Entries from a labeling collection
==================================================

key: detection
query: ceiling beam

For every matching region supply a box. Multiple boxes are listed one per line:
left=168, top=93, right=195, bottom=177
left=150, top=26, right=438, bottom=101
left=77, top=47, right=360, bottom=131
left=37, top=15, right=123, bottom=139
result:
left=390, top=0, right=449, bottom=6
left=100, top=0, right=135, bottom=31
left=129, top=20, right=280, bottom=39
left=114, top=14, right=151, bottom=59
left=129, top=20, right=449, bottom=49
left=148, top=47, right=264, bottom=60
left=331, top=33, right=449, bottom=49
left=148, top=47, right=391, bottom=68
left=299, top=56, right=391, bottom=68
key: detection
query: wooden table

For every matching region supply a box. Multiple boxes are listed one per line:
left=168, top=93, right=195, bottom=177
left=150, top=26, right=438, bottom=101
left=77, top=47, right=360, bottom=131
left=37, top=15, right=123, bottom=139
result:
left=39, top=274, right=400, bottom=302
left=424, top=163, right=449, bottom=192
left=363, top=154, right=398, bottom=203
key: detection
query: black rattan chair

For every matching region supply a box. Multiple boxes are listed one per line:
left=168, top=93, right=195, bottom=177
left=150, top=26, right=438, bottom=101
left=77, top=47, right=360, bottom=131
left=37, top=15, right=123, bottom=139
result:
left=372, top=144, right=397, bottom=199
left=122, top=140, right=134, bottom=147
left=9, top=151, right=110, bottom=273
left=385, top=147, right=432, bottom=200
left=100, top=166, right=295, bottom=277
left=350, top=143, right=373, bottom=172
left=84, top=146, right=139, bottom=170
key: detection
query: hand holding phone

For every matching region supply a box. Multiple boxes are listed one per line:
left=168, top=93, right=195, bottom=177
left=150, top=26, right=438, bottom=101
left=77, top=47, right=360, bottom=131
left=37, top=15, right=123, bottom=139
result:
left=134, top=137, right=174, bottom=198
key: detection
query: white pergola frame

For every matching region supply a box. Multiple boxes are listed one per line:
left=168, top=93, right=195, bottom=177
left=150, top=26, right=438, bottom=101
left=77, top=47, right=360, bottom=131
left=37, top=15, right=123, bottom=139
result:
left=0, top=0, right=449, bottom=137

==================================================

Can you repeat the entries word for word, starting at their first line and stopping after the line that contains "left=148, top=47, right=264, bottom=60"?

key: detection
query: ceiling beam

For every matching region supply a box. Multiple boxes are listed one per line:
left=168, top=93, right=195, bottom=177
left=150, top=26, right=438, bottom=101
left=77, top=47, right=360, bottom=131
left=37, top=15, right=123, bottom=139
result:
left=390, top=0, right=449, bottom=6
left=100, top=0, right=135, bottom=31
left=129, top=20, right=280, bottom=39
left=114, top=14, right=151, bottom=59
left=129, top=20, right=449, bottom=49
left=148, top=47, right=264, bottom=60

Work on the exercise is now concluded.